[Collected data]
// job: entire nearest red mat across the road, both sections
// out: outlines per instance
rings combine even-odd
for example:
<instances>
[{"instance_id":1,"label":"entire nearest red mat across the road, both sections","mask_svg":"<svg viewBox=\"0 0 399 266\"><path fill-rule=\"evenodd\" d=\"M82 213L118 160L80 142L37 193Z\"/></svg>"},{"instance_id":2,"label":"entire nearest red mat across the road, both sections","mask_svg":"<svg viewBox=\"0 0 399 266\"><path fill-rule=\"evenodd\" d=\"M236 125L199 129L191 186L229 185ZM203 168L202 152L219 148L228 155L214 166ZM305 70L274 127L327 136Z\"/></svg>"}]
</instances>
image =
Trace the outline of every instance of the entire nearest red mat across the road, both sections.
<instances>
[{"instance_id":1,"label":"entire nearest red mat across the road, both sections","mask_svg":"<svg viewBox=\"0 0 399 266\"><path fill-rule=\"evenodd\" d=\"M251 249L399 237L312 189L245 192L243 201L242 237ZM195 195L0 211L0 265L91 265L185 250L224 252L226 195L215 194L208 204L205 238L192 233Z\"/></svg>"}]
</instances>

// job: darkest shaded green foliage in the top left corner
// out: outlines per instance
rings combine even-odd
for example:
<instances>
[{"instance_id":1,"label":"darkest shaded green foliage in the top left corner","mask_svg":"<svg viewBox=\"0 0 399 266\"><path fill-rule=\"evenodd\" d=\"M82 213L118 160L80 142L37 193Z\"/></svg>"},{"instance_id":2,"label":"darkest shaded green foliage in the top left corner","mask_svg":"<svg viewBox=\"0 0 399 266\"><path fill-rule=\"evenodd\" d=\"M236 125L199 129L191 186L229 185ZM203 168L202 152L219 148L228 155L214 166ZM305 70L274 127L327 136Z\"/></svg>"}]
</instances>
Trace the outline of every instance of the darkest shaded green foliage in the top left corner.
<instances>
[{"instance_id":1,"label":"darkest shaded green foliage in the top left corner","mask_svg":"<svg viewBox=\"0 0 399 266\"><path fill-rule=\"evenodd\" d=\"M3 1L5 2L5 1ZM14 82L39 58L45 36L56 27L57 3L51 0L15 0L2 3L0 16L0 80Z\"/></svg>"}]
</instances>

--

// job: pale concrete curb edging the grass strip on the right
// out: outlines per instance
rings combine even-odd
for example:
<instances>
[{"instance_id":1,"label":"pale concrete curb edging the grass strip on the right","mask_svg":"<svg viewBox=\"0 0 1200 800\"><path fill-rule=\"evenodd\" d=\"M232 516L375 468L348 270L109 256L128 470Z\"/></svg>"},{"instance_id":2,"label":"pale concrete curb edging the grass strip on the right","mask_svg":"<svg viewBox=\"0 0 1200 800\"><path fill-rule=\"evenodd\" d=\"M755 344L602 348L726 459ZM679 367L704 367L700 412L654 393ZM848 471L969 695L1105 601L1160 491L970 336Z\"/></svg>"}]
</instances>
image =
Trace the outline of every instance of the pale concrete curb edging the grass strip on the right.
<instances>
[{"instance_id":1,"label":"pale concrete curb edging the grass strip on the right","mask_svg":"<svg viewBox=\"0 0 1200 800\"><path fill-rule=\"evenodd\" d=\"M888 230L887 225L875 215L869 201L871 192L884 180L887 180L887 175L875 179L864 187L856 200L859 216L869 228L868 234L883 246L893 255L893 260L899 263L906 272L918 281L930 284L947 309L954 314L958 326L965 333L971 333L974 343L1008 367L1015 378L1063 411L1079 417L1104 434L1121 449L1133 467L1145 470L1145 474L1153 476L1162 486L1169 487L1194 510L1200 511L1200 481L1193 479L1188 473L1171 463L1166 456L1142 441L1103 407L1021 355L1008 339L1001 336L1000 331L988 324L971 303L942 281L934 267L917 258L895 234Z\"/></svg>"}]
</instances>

▶ Assignment
Quote the data above from the line containing "job: entire nearest" to the line containing "job: darkest shaded", inclusive, and stop.

▶ Task result
// job: entire nearest red mat across the road, both sections
// out: outlines per instance
rings combine even-odd
for example:
<instances>
[{"instance_id":1,"label":"entire nearest red mat across the road, both sections","mask_svg":"<svg viewBox=\"0 0 399 266\"><path fill-rule=\"evenodd\" d=\"M82 213L118 160L80 142L37 193Z\"/></svg>"},{"instance_id":2,"label":"entire nearest red mat across the road, both sections","mask_svg":"<svg viewBox=\"0 0 399 266\"><path fill-rule=\"evenodd\" d=\"M236 125L199 129L191 186L229 185ZM203 168L202 152L219 148L228 155L214 166ZM305 70L274 127L327 136Z\"/></svg>"}]
</instances>
image =
Trace the outline of every instance of the entire nearest red mat across the road, both sections.
<instances>
[{"instance_id":1,"label":"entire nearest red mat across the road, both sections","mask_svg":"<svg viewBox=\"0 0 399 266\"><path fill-rule=\"evenodd\" d=\"M251 249L399 237L312 189L245 192L243 201L242 237ZM195 195L0 211L0 265L91 265L185 250L224 252L226 195L215 194L208 204L205 238L192 233Z\"/></svg>"}]
</instances>

// job: darkest shaded green foliage in the top left corner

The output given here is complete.